_DIRECTIVE:_
Write out every line of the listing below word for word, leaving out the pictures.

_DATA TO PROCESS:_
==============================

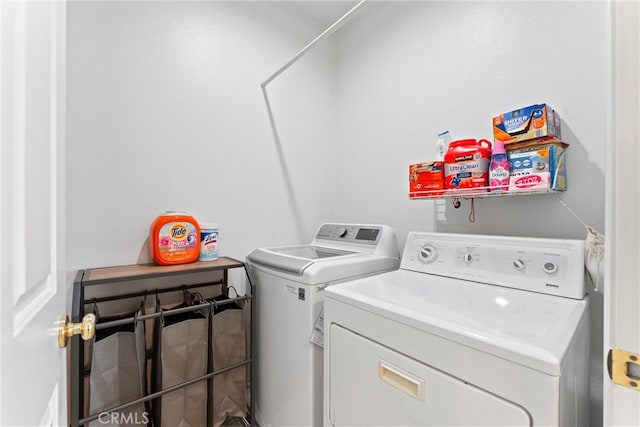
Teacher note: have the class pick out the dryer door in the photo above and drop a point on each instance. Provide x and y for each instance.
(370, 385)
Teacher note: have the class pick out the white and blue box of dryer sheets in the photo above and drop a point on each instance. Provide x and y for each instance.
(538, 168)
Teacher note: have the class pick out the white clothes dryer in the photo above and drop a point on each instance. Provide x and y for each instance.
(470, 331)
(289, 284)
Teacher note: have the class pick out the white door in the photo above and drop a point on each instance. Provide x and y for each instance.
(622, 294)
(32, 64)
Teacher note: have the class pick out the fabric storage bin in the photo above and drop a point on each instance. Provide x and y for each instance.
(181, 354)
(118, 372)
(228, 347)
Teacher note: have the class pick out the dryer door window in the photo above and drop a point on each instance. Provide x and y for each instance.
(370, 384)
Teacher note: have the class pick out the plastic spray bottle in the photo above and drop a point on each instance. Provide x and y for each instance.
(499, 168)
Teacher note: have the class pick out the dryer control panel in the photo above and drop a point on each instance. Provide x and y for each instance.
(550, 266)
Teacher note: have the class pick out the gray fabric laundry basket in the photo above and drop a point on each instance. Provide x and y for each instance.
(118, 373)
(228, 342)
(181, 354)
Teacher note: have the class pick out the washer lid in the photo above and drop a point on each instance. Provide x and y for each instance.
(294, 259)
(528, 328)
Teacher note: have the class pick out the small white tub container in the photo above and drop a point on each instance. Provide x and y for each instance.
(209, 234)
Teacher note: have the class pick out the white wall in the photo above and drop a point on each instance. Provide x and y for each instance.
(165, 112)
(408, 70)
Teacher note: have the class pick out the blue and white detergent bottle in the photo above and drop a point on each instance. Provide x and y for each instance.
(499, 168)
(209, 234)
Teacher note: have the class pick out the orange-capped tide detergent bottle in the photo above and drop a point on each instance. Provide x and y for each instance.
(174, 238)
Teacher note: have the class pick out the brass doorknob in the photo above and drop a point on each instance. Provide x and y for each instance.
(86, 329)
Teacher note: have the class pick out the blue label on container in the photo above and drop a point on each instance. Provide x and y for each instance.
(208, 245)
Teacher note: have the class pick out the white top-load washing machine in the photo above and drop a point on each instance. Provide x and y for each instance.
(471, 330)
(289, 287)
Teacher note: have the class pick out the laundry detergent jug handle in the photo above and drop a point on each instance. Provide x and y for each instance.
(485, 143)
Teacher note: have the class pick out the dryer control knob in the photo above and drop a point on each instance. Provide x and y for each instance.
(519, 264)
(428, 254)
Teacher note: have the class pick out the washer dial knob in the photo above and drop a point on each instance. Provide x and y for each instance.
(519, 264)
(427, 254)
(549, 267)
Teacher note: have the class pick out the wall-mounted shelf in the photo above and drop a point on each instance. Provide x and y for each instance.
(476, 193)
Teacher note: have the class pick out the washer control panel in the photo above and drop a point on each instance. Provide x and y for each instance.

==============================

_CORRECT OUTPUT:_
Teacher note: have the class pick out the dryer door in the photo above and drop a point on each instance. Provide x and y for each instance.
(370, 385)
Teacher note: have the class pick out the white and blue box of dryer sheets in the photo above and drop a point on each instance. Provide x and y for each instance.
(538, 168)
Teacher note: have the class pick out the white clothes dryer in the photo above and drop a point on each instance. Provide x and y for each instance.
(470, 331)
(289, 284)
Teacher note: have the class pick out the white door in the photo above and drop a point on each instance. Provide x and y for each instance.
(622, 294)
(32, 64)
Teacher note: have the class pick out the fabric storage bin in the photo above and drop a point on each instance. Provide x and y for each instance.
(181, 354)
(118, 372)
(228, 347)
Teacher note: have the class pick out the dryer door window in the photo above and drop a point on each instance. Provide x and y for each instance.
(370, 384)
Teacher note: have the class pick out the plastic spray bottle in the photo above and drop a point on each instance. Provide x and y for each instance.
(499, 168)
Teacher note: have the class pick out the dryer control panel in the photo above and drop a point on each instance. Provide x and y for each instance.
(550, 266)
Teacher note: have the class pick out the gray fabric laundry basket in the photo above and drop a point on each instance. Provide x and y for each instance.
(118, 373)
(228, 342)
(181, 354)
Teacher note: have the class pick out the washer lid in the photo above and drop a point on each instance. Provide x and y for each instance.
(294, 259)
(528, 328)
Teacher note: have the class pick out the small white tub container in the photo above and drop a point on each instance. Provide x and y for each instance.
(209, 234)
Teacher note: have the class pick out the white wall in the photo above and drop a point on each instance. Provide x and y for each instance.
(165, 112)
(408, 70)
Teacher note: have the class pick out the blue and white detergent bottle in the photo above and drop a point on each instance. Provide x and y for each instance.
(499, 168)
(209, 234)
Teacher note: have the class pick out the orange-capped tide detergent bottle in the photo above and drop a point on each instance. Provide x and y for each instance.
(174, 238)
Teacher note: have the class pick out the brass doorknob in the photo above and drop a point on each instance. Provide x and y for each instance.
(86, 329)
Teacher note: have the class pick out the blue label on container in the photo above and drop a point on each instance. Provide x and y for each instance.
(208, 245)
Teacher note: have the class pick out the white top-load washing machine in the photo above and drop a point on each instance. Provide x and y for each instance.
(471, 330)
(289, 287)
Teacher note: have the class pick out the laundry detergent jug handle in the photo above and drop a point on each instance. Provide x and y for each instance.
(485, 143)
Teacher note: have the class pick out the dryer control knob in the photo above and drop a point on each instance. Provide x and y for each instance.
(519, 264)
(428, 254)
Teacher note: have the class pick out the washer dial knob in the photo above and drop a point on each instance. Provide x and y for each instance.
(519, 264)
(427, 254)
(549, 267)
Teacher note: have the class pick out the wall-mounted shelf in the photo above and drop a point on each instance. Provide x and y for each instance.
(476, 193)
Teacher note: have the class pick out the washer control panel in the photo above and drop a point on each instance. Provide x and y for each instance.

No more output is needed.